SET EXERCISE: Reproduce the data word for word, starting at its first line and ending with the line that contains "[(491, 201)]", including both.
--- TASK INPUTS ---
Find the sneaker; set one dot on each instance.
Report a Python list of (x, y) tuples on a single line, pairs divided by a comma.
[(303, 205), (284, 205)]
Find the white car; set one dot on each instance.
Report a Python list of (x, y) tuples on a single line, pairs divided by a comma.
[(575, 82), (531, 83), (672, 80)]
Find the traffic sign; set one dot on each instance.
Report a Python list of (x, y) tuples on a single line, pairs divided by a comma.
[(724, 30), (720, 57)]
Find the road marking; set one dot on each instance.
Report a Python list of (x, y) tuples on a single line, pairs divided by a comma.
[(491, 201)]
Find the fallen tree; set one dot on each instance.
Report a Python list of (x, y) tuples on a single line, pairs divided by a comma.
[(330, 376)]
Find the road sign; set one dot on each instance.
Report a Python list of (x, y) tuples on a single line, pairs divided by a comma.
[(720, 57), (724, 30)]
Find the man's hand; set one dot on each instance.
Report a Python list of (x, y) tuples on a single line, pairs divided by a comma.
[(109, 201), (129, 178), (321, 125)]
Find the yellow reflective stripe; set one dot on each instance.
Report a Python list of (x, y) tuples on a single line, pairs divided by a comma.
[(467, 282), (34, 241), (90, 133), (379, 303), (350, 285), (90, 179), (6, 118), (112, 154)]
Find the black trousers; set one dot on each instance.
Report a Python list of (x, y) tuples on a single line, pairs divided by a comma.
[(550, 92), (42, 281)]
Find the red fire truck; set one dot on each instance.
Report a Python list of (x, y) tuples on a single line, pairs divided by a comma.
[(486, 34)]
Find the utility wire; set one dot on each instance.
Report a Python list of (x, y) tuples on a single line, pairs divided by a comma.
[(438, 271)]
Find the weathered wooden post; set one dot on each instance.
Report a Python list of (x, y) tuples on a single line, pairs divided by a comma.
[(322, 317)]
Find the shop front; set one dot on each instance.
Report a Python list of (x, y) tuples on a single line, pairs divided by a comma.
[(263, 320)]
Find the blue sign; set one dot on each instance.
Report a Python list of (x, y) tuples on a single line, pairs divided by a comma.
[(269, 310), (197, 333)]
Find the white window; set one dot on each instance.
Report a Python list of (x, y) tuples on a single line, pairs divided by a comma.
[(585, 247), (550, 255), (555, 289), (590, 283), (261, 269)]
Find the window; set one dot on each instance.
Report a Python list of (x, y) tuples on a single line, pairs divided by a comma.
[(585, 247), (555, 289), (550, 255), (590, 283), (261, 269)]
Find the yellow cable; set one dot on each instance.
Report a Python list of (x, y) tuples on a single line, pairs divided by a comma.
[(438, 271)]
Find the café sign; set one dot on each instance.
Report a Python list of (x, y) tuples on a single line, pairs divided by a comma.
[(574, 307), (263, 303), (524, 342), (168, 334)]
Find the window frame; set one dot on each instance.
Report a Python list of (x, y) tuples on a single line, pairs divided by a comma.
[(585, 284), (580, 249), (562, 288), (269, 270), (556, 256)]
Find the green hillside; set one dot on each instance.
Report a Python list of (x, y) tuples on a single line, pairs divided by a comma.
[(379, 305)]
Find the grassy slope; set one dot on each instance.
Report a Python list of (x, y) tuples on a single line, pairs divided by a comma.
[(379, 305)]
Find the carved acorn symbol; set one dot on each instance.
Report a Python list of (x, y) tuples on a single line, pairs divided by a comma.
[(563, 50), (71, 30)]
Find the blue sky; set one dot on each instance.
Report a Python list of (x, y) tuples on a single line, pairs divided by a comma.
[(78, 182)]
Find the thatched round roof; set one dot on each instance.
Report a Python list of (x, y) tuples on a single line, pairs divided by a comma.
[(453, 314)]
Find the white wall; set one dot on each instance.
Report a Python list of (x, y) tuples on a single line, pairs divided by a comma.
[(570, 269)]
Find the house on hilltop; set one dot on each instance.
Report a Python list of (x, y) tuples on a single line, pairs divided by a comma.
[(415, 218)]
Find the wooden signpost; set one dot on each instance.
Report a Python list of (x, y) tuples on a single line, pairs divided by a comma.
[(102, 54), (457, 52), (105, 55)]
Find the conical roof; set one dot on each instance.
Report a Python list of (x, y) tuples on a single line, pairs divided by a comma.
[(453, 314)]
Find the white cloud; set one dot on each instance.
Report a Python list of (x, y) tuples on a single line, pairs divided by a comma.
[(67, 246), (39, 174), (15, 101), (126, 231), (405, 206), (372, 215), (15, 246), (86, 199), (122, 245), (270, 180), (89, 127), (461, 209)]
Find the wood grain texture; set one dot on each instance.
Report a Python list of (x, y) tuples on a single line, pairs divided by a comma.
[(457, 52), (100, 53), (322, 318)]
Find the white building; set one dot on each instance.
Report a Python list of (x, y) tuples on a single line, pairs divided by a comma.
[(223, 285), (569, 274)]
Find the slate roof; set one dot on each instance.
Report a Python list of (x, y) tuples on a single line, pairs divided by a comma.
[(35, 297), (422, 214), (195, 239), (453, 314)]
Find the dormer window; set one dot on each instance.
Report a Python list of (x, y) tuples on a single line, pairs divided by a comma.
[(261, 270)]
---
WRITTEN REPLY:
Find the sneaker; set one dot on each instance.
Report a Python list of (x, y) tuples on a single line, pairs divided by a comma.
[(303, 205), (284, 205)]
Find the white car; set one dot on each instance.
Report a Python list of (x, y) tuples on a single line, pairs divided by a comma.
[(575, 82), (531, 83), (672, 80)]
Find the traffic sign; set one dot on each instance.
Report a Python list of (x, y) tuples on a single line, pairs divided by a comma.
[(724, 30), (720, 57)]
Find the road marking; set one dot on each instance.
Report a Python list of (x, y) tuples on a single line, pairs divided by a comma.
[(491, 201)]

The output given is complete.